*Exercise brief:*
Only one stretch of the records below should be repeated. It starts with the line containing "column 203, row 68" and goes on through the line containing "column 2, row 191", exactly as written.

*** Data records ***

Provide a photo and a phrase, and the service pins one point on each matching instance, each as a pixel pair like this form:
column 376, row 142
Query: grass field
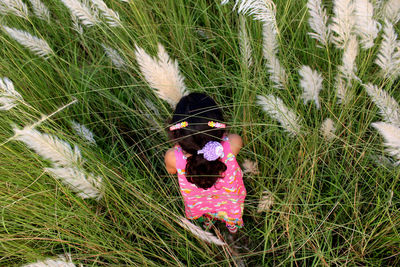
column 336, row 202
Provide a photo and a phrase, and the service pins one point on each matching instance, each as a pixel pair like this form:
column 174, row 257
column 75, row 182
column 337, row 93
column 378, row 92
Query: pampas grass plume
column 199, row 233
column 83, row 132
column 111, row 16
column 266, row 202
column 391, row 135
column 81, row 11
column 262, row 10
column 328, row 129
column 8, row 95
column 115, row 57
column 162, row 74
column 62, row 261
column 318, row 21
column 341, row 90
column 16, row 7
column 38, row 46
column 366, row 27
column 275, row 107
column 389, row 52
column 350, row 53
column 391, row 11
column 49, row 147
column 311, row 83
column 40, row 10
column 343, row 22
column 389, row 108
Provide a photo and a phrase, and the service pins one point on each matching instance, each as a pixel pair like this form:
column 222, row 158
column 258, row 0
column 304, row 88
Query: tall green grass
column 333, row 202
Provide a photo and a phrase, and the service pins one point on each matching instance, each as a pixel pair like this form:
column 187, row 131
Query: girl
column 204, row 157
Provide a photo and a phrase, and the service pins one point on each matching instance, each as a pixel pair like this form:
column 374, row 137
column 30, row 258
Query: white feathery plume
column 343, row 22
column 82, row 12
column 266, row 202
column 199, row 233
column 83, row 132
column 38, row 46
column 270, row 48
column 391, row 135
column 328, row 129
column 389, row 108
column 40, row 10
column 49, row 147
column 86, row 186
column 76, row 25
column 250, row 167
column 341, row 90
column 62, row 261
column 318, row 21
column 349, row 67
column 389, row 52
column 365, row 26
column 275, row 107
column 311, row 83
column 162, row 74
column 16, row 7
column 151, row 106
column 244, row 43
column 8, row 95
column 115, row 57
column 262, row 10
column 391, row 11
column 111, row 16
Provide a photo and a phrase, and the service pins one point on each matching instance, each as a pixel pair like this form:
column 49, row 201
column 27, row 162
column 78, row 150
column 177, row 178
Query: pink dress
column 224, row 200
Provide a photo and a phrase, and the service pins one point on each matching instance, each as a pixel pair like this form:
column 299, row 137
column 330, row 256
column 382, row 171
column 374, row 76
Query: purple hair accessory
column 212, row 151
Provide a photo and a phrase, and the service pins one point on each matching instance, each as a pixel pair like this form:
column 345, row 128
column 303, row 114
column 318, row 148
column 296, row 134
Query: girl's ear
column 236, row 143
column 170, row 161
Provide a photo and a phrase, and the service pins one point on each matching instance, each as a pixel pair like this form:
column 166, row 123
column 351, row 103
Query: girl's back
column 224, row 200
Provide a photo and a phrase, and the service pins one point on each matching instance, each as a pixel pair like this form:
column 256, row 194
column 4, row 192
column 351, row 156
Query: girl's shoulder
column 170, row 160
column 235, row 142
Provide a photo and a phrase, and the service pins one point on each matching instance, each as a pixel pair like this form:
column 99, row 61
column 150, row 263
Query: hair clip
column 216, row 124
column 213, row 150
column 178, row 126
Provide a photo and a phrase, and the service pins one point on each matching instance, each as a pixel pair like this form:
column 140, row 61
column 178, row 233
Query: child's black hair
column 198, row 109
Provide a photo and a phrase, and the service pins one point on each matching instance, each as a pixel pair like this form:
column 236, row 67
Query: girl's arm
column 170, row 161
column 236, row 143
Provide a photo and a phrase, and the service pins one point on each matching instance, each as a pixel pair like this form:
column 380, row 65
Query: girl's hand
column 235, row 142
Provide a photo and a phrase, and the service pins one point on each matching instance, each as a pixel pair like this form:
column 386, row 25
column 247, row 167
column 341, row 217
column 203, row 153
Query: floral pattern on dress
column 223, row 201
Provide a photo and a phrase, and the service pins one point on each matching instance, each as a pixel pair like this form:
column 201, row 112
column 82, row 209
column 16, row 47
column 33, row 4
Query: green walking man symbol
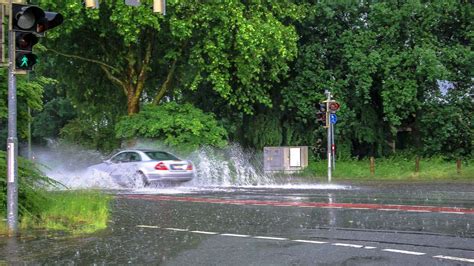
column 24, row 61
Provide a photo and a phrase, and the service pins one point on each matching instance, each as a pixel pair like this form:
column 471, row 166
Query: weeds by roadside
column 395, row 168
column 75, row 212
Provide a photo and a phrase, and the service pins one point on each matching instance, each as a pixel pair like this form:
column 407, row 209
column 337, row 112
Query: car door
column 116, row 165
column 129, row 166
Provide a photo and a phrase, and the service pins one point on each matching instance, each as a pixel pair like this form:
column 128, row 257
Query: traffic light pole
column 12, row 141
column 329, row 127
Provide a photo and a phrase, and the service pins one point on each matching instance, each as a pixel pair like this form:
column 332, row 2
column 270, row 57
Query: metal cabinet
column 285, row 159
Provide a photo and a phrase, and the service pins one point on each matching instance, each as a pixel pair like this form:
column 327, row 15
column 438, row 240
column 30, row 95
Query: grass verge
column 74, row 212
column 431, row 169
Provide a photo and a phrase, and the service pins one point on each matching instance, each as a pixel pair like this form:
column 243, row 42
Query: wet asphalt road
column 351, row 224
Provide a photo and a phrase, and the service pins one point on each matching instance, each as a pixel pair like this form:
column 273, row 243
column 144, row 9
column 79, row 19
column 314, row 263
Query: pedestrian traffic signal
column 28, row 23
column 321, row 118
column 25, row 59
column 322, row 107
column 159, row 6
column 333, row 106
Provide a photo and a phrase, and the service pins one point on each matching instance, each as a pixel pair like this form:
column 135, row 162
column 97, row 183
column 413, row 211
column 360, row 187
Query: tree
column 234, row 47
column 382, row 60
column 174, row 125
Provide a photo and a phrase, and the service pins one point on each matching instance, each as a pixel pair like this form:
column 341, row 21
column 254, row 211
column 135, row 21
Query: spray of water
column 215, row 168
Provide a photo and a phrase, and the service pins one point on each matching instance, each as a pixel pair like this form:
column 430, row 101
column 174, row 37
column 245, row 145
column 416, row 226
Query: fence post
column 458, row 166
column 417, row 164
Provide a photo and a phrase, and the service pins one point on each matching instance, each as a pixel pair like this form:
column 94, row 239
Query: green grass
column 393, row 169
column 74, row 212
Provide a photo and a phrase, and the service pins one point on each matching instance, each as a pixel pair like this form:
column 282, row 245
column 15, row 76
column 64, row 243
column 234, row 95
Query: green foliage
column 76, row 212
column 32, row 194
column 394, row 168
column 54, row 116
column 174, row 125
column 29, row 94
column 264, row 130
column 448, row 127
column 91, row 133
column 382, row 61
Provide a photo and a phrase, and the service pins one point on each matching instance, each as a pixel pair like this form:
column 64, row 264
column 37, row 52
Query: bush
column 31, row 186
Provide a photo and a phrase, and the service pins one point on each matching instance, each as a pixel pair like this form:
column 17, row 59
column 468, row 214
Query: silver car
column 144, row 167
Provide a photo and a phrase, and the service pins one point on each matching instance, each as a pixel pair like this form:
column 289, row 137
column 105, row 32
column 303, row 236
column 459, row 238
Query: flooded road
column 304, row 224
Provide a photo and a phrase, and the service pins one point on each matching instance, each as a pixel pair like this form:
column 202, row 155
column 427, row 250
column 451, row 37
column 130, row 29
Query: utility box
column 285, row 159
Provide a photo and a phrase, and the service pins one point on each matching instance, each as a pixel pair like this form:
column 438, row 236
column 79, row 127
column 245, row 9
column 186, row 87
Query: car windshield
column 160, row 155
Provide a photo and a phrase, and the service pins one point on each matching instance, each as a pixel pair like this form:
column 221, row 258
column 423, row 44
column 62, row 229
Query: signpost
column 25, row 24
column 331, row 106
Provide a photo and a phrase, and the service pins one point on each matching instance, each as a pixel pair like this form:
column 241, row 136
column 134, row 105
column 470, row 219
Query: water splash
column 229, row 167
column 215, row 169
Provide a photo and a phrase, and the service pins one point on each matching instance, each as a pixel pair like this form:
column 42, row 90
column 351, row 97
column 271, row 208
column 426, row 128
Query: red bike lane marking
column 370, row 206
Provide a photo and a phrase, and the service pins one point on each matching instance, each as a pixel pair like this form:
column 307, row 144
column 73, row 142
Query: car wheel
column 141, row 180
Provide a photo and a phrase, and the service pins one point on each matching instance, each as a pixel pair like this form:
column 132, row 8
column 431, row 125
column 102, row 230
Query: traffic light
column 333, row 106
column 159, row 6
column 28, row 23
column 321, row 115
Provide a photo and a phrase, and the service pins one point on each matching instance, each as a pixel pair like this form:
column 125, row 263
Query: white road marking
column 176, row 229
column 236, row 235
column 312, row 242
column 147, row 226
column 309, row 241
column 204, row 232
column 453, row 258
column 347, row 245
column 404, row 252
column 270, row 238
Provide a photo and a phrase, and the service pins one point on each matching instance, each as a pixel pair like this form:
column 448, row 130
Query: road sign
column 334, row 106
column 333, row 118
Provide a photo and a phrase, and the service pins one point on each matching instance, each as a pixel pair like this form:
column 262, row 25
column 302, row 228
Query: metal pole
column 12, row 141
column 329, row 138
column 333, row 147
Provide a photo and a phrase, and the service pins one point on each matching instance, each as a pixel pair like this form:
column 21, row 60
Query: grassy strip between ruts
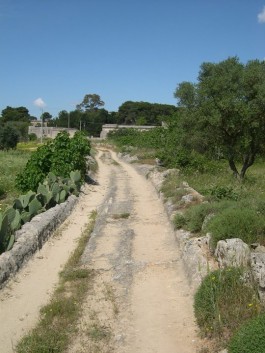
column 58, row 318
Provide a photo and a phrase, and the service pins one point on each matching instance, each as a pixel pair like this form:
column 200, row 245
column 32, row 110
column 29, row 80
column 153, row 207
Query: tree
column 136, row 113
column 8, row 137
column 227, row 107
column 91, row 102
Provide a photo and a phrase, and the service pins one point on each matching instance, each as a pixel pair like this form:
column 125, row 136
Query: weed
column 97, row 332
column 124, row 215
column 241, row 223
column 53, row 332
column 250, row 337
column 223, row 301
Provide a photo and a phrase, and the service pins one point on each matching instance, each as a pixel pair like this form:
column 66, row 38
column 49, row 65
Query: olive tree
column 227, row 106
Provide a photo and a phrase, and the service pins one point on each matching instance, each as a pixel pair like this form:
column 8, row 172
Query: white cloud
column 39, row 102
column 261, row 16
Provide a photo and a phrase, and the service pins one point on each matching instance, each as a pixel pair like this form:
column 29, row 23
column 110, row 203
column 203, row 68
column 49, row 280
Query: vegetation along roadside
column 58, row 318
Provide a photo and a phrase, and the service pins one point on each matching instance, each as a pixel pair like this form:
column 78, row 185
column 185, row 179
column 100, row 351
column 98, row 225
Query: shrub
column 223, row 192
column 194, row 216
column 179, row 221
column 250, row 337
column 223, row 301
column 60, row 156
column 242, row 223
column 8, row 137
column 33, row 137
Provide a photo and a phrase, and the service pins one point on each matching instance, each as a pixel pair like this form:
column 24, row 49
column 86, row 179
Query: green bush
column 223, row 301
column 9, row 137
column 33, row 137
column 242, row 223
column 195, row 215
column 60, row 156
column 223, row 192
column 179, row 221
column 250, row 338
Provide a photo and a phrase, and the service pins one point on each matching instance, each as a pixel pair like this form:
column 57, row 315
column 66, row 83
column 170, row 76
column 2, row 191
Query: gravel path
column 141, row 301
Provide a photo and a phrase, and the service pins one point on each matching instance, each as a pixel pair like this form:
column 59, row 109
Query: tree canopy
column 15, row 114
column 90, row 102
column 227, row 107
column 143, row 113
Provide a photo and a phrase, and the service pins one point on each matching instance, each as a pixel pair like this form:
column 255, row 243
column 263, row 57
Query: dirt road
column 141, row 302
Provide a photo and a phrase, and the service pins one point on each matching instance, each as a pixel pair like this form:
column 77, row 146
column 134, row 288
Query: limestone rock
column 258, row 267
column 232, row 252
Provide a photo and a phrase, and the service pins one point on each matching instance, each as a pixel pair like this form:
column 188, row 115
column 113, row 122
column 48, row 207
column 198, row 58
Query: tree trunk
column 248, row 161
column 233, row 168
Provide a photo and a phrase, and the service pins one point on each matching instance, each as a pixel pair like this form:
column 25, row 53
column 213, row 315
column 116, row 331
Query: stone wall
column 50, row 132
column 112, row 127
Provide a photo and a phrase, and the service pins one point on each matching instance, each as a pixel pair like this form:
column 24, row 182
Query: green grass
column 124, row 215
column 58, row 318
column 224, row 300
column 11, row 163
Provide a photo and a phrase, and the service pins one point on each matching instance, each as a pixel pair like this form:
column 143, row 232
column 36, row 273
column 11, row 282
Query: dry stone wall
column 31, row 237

***

*Task solution:*
column 203, row 68
column 49, row 280
Query: vegetation along roadside
column 58, row 318
Provide a photo and a phrase, and the service pins one point on each matching instance, each as a pixel pair like this form:
column 78, row 185
column 185, row 179
column 100, row 351
column 98, row 225
Query: shrub
column 223, row 192
column 194, row 216
column 179, row 221
column 250, row 337
column 223, row 301
column 60, row 156
column 242, row 223
column 8, row 137
column 33, row 137
Provide a photo and a phrase, and the service pins one point on each matching instance, each as a pixel pair like this form:
column 24, row 49
column 86, row 179
Query: green bush
column 223, row 301
column 9, row 137
column 33, row 137
column 242, row 223
column 195, row 215
column 60, row 156
column 223, row 192
column 179, row 221
column 250, row 338
Provide a photo and a phrase, and the service pins one point on each matching instance, each as a pixel pair like this form:
column 57, row 315
column 66, row 83
column 170, row 76
column 2, row 191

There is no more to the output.